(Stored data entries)

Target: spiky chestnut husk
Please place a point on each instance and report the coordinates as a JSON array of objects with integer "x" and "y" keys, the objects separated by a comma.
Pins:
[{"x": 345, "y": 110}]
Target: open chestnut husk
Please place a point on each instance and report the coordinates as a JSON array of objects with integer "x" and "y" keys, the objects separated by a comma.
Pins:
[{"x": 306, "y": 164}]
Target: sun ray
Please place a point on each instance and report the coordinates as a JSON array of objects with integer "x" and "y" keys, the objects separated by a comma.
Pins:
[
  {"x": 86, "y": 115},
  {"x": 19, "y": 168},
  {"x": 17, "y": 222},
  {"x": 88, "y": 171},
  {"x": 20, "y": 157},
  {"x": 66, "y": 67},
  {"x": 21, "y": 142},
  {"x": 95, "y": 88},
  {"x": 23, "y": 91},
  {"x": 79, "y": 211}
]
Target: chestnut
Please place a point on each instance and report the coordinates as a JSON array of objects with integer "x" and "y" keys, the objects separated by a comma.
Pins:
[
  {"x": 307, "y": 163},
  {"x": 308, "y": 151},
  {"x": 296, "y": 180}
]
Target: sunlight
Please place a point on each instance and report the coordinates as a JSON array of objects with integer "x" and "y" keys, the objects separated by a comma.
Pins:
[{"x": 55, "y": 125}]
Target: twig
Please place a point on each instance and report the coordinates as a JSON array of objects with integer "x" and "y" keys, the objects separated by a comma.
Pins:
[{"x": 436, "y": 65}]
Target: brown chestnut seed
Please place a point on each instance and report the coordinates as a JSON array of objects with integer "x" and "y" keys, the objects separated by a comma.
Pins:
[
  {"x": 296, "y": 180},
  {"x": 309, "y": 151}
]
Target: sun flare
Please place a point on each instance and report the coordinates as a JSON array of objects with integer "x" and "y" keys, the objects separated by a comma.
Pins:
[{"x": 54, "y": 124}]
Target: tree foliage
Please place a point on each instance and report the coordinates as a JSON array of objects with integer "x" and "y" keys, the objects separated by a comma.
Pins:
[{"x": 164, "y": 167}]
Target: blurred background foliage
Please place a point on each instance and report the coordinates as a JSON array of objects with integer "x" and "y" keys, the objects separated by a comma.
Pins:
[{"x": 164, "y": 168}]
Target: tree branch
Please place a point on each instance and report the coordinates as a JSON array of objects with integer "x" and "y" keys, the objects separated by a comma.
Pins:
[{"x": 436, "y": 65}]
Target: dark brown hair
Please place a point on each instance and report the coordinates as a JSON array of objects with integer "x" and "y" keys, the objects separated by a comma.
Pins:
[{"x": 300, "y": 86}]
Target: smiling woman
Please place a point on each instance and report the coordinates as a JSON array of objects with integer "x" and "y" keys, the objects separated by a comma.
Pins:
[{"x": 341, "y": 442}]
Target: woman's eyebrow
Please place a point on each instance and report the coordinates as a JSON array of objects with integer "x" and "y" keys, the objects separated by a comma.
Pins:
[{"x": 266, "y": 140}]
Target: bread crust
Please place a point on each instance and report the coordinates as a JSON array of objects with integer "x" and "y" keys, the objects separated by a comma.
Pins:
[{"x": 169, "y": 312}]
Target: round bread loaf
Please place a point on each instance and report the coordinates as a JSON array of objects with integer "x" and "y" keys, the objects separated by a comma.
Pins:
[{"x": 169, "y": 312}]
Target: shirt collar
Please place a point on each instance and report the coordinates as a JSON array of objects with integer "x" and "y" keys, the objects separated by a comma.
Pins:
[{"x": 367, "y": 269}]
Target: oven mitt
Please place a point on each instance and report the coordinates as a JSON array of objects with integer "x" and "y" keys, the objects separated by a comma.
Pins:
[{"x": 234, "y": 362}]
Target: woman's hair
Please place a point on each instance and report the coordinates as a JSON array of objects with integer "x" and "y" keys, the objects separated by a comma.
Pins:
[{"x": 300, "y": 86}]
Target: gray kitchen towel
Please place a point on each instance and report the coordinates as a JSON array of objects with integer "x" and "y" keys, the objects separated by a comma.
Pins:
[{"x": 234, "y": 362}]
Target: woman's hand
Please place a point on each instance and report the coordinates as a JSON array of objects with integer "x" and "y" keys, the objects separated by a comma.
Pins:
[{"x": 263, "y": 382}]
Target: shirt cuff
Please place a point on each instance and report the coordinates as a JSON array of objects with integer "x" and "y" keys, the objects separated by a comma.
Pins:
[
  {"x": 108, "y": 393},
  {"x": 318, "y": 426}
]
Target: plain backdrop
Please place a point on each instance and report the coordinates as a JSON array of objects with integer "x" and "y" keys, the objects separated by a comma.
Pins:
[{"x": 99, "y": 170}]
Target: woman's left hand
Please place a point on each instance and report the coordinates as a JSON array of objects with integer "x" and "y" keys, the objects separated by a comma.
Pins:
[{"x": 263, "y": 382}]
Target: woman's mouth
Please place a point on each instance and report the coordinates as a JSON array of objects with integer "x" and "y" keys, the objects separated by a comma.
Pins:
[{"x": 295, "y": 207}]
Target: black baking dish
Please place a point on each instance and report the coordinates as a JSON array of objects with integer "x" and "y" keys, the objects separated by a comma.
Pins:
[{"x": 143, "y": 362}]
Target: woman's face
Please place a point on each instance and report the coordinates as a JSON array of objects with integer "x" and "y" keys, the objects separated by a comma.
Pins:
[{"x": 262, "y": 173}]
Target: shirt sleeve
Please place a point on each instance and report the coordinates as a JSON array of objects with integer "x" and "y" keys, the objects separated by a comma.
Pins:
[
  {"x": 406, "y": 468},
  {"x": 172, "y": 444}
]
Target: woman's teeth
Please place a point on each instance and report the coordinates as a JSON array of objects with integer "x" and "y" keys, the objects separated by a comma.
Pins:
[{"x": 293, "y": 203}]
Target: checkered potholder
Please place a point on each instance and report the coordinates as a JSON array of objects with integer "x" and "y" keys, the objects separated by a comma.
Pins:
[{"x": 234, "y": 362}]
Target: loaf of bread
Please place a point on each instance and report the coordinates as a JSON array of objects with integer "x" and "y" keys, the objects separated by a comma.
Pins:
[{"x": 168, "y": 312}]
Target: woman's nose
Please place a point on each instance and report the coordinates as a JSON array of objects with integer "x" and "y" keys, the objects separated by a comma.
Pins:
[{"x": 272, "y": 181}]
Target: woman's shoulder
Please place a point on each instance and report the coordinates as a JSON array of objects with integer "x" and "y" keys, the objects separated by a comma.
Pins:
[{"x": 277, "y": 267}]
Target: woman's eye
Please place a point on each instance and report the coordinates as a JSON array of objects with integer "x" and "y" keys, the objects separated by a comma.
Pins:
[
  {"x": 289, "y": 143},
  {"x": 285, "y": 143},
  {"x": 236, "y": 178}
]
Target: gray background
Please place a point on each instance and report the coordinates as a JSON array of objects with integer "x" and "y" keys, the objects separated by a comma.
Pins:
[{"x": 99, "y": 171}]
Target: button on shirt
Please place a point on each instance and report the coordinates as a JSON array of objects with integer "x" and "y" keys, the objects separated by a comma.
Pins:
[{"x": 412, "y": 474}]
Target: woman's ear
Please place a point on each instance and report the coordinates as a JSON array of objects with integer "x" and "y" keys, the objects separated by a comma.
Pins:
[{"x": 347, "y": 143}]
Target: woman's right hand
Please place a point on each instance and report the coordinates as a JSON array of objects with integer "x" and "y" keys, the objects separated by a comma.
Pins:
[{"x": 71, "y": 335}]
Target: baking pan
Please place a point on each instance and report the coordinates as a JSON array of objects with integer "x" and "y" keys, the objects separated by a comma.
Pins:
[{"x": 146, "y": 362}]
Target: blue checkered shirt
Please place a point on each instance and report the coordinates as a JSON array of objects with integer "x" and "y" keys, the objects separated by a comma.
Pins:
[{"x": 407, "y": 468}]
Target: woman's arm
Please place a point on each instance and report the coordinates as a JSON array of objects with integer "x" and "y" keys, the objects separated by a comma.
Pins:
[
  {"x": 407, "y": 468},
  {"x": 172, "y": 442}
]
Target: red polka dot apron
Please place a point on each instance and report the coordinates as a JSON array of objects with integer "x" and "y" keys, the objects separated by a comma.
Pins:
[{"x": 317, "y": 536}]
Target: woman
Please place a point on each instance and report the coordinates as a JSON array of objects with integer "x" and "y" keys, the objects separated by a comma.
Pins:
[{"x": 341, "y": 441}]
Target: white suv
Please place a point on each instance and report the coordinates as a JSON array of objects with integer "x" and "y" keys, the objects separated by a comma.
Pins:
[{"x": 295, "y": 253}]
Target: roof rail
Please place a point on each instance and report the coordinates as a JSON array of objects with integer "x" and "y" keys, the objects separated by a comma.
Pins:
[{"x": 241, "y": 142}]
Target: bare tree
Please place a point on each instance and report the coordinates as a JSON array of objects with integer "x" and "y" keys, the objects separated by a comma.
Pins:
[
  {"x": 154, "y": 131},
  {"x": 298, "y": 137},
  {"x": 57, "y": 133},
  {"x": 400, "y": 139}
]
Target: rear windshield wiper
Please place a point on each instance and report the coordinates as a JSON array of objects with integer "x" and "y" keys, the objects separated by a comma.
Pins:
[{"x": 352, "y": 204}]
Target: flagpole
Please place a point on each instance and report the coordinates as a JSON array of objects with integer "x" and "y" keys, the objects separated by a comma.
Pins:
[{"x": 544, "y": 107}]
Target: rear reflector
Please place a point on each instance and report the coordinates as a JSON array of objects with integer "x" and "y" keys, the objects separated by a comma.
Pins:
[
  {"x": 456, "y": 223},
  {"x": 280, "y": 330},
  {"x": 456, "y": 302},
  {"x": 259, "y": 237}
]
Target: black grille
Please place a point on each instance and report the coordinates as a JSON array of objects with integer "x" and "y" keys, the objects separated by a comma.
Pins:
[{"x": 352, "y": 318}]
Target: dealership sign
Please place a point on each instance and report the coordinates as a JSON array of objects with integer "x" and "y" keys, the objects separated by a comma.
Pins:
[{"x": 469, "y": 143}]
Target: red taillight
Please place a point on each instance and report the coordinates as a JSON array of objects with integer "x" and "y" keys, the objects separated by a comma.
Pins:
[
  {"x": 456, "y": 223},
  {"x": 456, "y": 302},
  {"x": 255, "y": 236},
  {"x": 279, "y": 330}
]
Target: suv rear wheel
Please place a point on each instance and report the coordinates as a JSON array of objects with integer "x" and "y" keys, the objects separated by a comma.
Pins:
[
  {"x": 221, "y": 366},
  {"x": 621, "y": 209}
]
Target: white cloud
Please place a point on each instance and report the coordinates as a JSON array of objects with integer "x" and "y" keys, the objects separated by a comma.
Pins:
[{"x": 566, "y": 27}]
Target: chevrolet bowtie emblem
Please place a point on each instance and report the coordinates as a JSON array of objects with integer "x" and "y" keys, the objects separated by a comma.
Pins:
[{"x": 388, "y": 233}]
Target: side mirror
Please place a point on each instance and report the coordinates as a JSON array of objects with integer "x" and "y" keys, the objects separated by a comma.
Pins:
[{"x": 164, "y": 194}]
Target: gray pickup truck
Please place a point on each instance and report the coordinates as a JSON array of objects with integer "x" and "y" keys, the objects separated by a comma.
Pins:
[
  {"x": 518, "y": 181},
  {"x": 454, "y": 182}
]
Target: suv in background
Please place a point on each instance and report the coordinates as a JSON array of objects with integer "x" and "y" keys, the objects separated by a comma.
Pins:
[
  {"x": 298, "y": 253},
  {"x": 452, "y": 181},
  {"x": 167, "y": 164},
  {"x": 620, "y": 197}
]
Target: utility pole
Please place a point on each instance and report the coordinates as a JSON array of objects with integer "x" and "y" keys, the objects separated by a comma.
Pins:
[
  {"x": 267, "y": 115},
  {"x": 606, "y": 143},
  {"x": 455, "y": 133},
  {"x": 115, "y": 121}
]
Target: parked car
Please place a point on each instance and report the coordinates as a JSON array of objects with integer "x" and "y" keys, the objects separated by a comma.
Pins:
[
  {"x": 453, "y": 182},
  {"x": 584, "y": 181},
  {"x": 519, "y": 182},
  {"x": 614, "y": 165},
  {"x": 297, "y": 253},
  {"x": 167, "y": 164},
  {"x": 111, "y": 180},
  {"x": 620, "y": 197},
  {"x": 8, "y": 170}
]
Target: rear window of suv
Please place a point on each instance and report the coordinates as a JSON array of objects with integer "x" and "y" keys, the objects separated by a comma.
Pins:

## WORK TO BE COMPLETED
Keep only the lines from the one containing "Target: suv in background" to the end of the entries, and repeat them exactly.

## RESULT BELOW
Target: suv in background
Please place a point on each instance and report the coordinates as a JSON array of objects with integer "x" and "y" keys, the objects separated by a comma.
Pins:
[
  {"x": 298, "y": 253},
  {"x": 452, "y": 181},
  {"x": 167, "y": 164},
  {"x": 620, "y": 197}
]
Target: utility pole
Please place a point on each instance and report the coordinates as a JSON array of objects with integer "x" and "y" keys, the objects separated by a comma.
Pins:
[
  {"x": 267, "y": 115},
  {"x": 606, "y": 143},
  {"x": 455, "y": 133},
  {"x": 115, "y": 121}
]
Target: parked car
Please place a point on each instance and report the coordinates as a JSON array of objects with integer "x" and "y" keys, the objects separated by a comma.
Pins:
[
  {"x": 453, "y": 182},
  {"x": 584, "y": 181},
  {"x": 519, "y": 182},
  {"x": 614, "y": 165},
  {"x": 297, "y": 253},
  {"x": 167, "y": 164},
  {"x": 111, "y": 180},
  {"x": 620, "y": 197},
  {"x": 8, "y": 170}
]
Target: rear window of suv
Please place a point on each instance and report the coordinates as a JSON array of objects with integer "x" and "y" keys, the objects separated by a comma.
Pins:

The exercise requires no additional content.